§ **Extrait**:
*****

Croquemitaines : les monstres ça n’existe pas…?

En ce début d’année, Glénat propose une réédition intégrale des deux tomes de la série Croquemitaines, succès fantastique incontournable de ces dernières années. Retour sur une œuvre exceptionnelle.

© Croquemitaines L'intégrale / Salvia / Djet / Glénat

À l’instar de tous les enfants de son âge, Elliott est persuadé qu’un monstre traîne sous son lit la nuit et vit dans la cave de sa maison. Mais contrairement à la plupart des enfants, Elliott n’invente rien… Il y a effectivement un monstre dans sa maison, et pas des moindres : le père-la-mort, le plus vieux et le plus redoutable de tous les croquemitaines !

Le soir où ses parents se font sauvagement assassiner, Elliott va plonger dans l’univers de ces monstres et se retrouver au cœur d’une guerre meurtrière entre le père-la-mort et une nouvelle génération de cauchemars désireux de se débarrasser une bonne fois pour toute de tous les anciens, dont il est le dernier représentant…

L’imaginaire enfantin réinventé en mode fantastique

Croquemitaine, bonhomme-sept-heure, père-la-mort : ces noms évoquent surtout et avant tout les pires cauchemars des petits enfants, ceux que les parents leur agitent sous le nez pour qu’ils finissent leur soupe. S’emparer de cet imaginaire pour le réinventer à la sauce fantastique, action et horreur était un pari audacieux, mais réussi avec un brio incontestable par notre duo d’auteurs : Salvia et Djet.

*****

§ **Données affichées**:

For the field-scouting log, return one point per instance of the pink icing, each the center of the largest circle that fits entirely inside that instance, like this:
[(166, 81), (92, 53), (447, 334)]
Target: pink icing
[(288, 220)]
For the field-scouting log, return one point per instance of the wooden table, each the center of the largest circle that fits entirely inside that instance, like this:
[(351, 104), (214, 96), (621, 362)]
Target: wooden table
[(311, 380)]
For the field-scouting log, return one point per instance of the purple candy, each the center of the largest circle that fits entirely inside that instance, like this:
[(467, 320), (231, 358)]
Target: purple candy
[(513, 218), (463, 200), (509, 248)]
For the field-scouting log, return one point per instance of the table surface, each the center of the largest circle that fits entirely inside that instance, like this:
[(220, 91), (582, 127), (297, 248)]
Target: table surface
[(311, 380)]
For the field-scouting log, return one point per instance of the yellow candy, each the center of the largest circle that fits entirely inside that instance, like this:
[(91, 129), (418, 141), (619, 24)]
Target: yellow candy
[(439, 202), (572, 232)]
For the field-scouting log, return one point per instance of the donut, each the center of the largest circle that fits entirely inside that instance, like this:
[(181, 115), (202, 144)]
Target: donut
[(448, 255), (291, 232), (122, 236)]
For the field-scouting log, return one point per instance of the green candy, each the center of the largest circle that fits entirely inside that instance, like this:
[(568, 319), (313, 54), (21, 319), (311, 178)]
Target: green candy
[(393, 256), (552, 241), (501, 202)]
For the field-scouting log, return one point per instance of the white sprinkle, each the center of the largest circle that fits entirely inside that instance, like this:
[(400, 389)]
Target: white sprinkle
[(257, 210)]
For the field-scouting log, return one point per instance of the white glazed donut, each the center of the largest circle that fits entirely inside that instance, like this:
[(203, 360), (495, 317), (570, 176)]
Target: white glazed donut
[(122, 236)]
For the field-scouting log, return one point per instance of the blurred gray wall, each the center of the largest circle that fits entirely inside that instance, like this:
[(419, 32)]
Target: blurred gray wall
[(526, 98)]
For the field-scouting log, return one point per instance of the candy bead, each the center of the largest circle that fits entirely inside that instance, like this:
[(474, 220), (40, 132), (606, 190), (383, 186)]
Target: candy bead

*****

§ **Consignes**:
[1] Mettez en forme de liste JSON de chaînes les lignes des enregistrements, une chaîne par ligne et sans lignes vides. Partez de la ligne qui contient « of the yellow » et arrêtez-vous après celle qui contient « [(439, 202), (572, 232)] ».
[2] Poursuivez l'extrait sur Croquemitaines à partir de sa dernière phrase.
L'extrait sur Croquemitaines et les enregistrements n'ont aucun rapport entre eux.

§ **Réponses**:
[1]
[
  "For the field-scouting log, return one point per instance of the yellow candy, each the center of the largest circle that fits entirely inside that instance, like this:",
  "[(91, 129), (418, 141), (619, 24)]",
  "Target: yellow candy",
  "[(439, 202), (572, 232)]"
]

[2]
Entre conte merveilleux, folklore local et mythes vaudous, ils imaginent une société parallèle de monstres régie par des règles strictes et bouleversée par l’arrivée d’une nouvelle génération prêt à tout pour effacer l’ancienne. Le père-la-mort fait alors figure d’ultime résistant, croquemitaine des croquemitaines et monstre parmi les monstres, craints des enfants mais surtout de ses confrères et consœurs qui redoutent sa force. Le héros de l’intrigue, Elliott, ne pouvait pas rêver meilleur garde du corps !

C’est bien lui, Elliott, l’ingrédient secret qui permet à l’alchimie du récit de fonctionner. Gamin curieux pour qui les monstres sont plus une source de fascination que de terreur, il apporte à l’intrigue la touche d’innocence et de pureté nécessaire à la préservation des enjeux, et empêche l’histoire de tomber dans l’écueil un peu vide du « fuite-combat-fuite-combat ».

On s’horrifie avec lui devant le meurtre de ses parents, on retient son souffle quand il se dissimule des hyènes du bonhomme-sept-heure, on pleure avec lui quand il relâche la pression et laisse libre cours à ses émotions : par sa caractérisation aussi fine que réussie, le lecteur s’identifie immédiatement à lui en dépit de son jeune âge.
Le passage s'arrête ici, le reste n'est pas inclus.